Natural-language object grounding data:

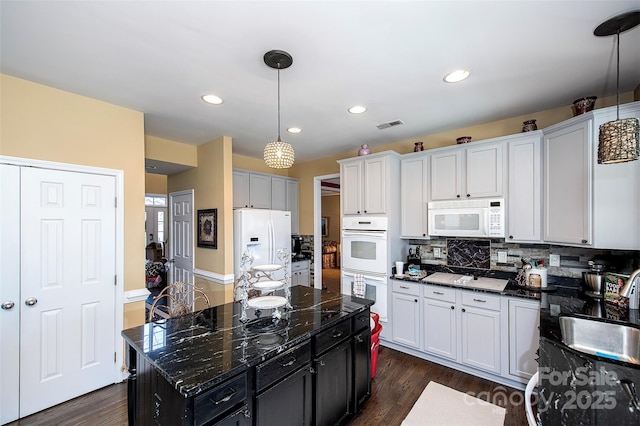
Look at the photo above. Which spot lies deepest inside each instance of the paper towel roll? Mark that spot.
(537, 277)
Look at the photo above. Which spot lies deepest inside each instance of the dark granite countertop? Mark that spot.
(512, 289)
(573, 303)
(578, 388)
(197, 351)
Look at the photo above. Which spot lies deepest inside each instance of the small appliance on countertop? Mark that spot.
(467, 281)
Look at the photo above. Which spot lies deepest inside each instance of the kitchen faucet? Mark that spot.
(630, 290)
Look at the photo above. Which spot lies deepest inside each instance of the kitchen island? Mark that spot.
(312, 366)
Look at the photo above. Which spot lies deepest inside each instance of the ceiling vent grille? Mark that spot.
(389, 124)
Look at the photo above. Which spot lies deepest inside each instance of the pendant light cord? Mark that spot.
(278, 102)
(617, 79)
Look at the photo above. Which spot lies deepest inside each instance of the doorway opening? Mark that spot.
(327, 225)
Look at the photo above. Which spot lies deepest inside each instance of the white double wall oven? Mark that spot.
(365, 252)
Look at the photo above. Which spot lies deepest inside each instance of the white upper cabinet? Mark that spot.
(265, 191)
(413, 196)
(278, 193)
(586, 203)
(365, 182)
(567, 183)
(469, 172)
(524, 204)
(446, 170)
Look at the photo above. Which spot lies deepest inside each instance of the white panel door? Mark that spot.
(9, 292)
(67, 286)
(181, 238)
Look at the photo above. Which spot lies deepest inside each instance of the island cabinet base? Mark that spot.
(324, 379)
(152, 400)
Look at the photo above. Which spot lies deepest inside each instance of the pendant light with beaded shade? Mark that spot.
(278, 154)
(618, 140)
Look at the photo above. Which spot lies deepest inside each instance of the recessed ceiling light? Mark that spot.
(358, 109)
(212, 99)
(456, 76)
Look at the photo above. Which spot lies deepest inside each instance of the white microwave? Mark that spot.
(467, 218)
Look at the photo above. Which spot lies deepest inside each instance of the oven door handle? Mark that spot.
(369, 234)
(366, 277)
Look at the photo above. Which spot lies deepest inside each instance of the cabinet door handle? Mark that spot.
(230, 393)
(630, 390)
(289, 364)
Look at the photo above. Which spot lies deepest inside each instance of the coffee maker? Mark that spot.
(296, 247)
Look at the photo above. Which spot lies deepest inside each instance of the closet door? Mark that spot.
(9, 292)
(59, 237)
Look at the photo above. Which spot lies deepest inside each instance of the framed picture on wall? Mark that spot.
(325, 226)
(208, 228)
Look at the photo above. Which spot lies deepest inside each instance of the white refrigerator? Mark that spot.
(263, 233)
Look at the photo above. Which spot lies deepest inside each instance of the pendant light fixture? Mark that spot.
(278, 154)
(618, 141)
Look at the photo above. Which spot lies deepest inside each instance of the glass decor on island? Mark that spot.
(256, 279)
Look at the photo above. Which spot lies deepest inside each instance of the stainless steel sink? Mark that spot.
(608, 340)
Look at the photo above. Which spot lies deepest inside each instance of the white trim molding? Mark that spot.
(137, 295)
(213, 276)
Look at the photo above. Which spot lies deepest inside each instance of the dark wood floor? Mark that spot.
(399, 381)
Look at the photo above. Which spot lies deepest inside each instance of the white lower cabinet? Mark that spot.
(406, 314)
(480, 331)
(440, 325)
(524, 336)
(487, 334)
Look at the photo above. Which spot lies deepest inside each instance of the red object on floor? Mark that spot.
(375, 343)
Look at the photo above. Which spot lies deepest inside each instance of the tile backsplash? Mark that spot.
(573, 260)
(475, 254)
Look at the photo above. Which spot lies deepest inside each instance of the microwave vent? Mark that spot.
(389, 124)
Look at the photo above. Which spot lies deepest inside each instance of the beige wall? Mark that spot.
(331, 210)
(155, 184)
(212, 182)
(170, 151)
(44, 123)
(256, 165)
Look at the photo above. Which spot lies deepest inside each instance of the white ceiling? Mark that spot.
(160, 57)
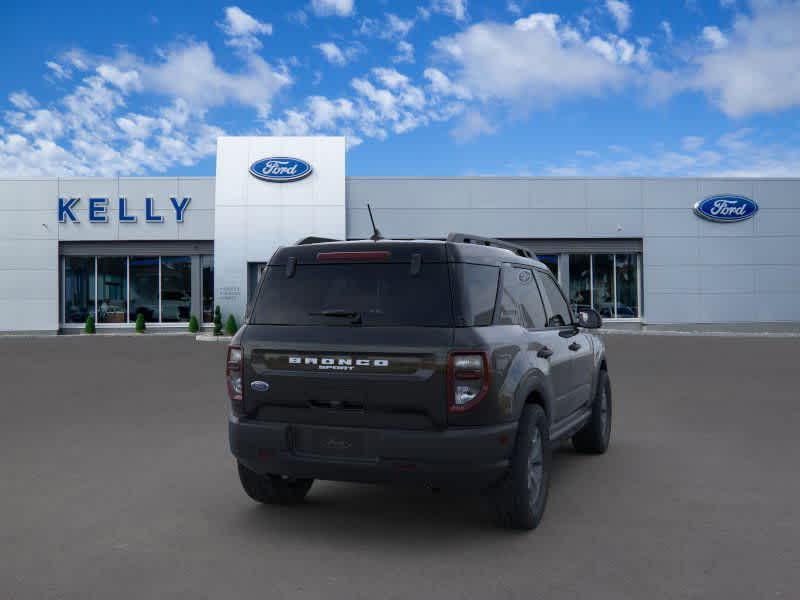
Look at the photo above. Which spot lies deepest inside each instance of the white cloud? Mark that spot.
(666, 27)
(336, 55)
(735, 154)
(453, 8)
(537, 59)
(758, 70)
(715, 37)
(243, 29)
(339, 8)
(22, 100)
(621, 11)
(441, 84)
(472, 124)
(57, 70)
(89, 129)
(692, 143)
(405, 52)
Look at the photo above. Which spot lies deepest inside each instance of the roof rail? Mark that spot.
(313, 239)
(468, 238)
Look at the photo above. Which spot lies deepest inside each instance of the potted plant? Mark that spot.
(231, 326)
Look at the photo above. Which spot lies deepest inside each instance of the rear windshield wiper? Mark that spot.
(354, 316)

# Required work:
Retype each line above exactly. Leave the images out.

# Solution:
Look at the photo above. Which spot lies deepest inside each instance of the paper towel roll? Mark that spot.
(537, 277)
Look at the photo above. Which spot lies deepest inside each instance of the dark granite countertop? Mark that spot.
(512, 289)
(573, 303)
(578, 388)
(197, 351)
Look at the photo above. Which spot lies deepest inside each instance of the small appliance on countertop? Mark that spot.
(467, 281)
Look at the photo above. Which spot lies deepest inside each instance of the kitchen faucet? Mark that spot.
(630, 290)
Look at the photo above. Which spot lies deepest inside each instance of the kitchen island? Mark that spot.
(312, 366)
Look at the photo above. Which spot lies deepest inside each instance of the ceiling vent grille? Mark that spot.
(389, 124)
Look at the photo above. Which spot lies deepest inside each instance of the pendant light cord? Mark that spot.
(278, 102)
(617, 79)
Look at the photo above. Which spot lies deepest inside each instance of the doorway opening? Mark that spot.
(327, 225)
Look at the photo above. Which spot lies deepest inside each instance of the white double wall oven? Mark that spot.
(365, 252)
Look at the photo above. Which spot lies deepest inside each instance of the white upper cabinet? Mark that spot.
(265, 191)
(413, 196)
(278, 193)
(586, 203)
(365, 182)
(567, 183)
(469, 172)
(524, 204)
(446, 170)
Look at the photo above. Which spot lies deepest inside each instance of the white panel door? Mark that spot.
(9, 292)
(67, 286)
(181, 238)
Look at the photo above. Which spot lies deepest inside each instance of the island cabinet base? Mark that spot.
(324, 379)
(152, 400)
Look at the photo above. Which spot lies deepest inside each instance of the pendant light with beaded shade? Mark that spot.
(278, 154)
(618, 140)
Look at the photo above. Which spot lies deepest inside each instance of the recessed ceiling light? Mark that spot.
(358, 109)
(212, 99)
(456, 76)
Look at the photo above. Which spot lies deepest inside each instance of the white microwave? Mark that spot.
(467, 218)
Look at the photo above. Which spot lies deepest inside each instance of the oven door handle? Mark that spot.
(369, 234)
(366, 277)
Look at the photo above. Which spot lies deepest inside each instance of the cabinet door handle? Mark that spot.
(230, 393)
(630, 390)
(289, 364)
Look at the photo above. Which spot lies deepest inside each instance of the coffee maker? Mark that spot.
(296, 247)
Look at the photo above. Which spot lies deepest inside each instance of the closet door? Mark that spot.
(9, 292)
(59, 237)
Look at the photo above. Which spot lies deepest inside each instance of the framed picture on wall? Mark that spot.
(325, 226)
(208, 228)
Look at the photo above. Which spot lies deepest inside each instance of the white refrigerator? Mark that spot.
(263, 233)
Look at the photo above. Which spot lies deepest inside each instance of the pendant light fixture? Mark that spot.
(278, 154)
(618, 141)
Look at the photo above. Which spot lies deepest inside each instance of the glass decor on island? Mark that spot.
(256, 279)
Look at the photo above. Which spot lies deepest inside each instance of the stainless steel sink? Mark that spot.
(608, 340)
Look at the photo above. Which spot lies deepest inside each instance of the white trim molding? Mark that spot.
(137, 295)
(213, 276)
Look at the photo above. Which spot lies deepest inside each instance of the dark wood floor? Mark that spot.
(399, 381)
Look at the photo above. Which spot lies deepest inside each instance of the white lower cabinet? Mark that spot.
(406, 314)
(480, 331)
(440, 325)
(524, 336)
(487, 334)
Look at the photo above. Which spot lies deepest inside each instance of the red object on floor? Mark that spot.
(375, 343)
Look at the photo above. Which spot lies deepest inside each instance of the tile backsplash? Mark that spot.
(573, 260)
(475, 254)
Look at the photo above. Which spot lies deepest inside each instance of the microwave vent? Mark that spot.
(389, 124)
Look at the photo above. Which spot lies deepest inside each instance of the beige wall? Mark that spot.
(331, 210)
(155, 184)
(212, 182)
(170, 151)
(44, 123)
(256, 165)
Look at the photo above. Which spot lies deepest inside each instance of the white ceiling? Mark that spot.
(160, 57)
Look at the photo above. Which spot lies deepest inside each instance of the white cloud? Mark that spot.
(666, 27)
(336, 55)
(735, 154)
(453, 8)
(537, 59)
(758, 70)
(715, 37)
(243, 29)
(339, 8)
(22, 100)
(621, 11)
(441, 84)
(472, 124)
(57, 70)
(89, 129)
(692, 143)
(405, 52)
Look at the photo above. Which spot lies deepest inside each instance of the roof rail? Mark that spot.
(313, 239)
(468, 238)
Look at the photo above. Which spot lies deepest inside each instance of the potted plant? Mark that spot.
(231, 326)
Look at the photo above. Which spot lies deepest inside each instance of the rear windshield wiper? Mark that spot.
(354, 316)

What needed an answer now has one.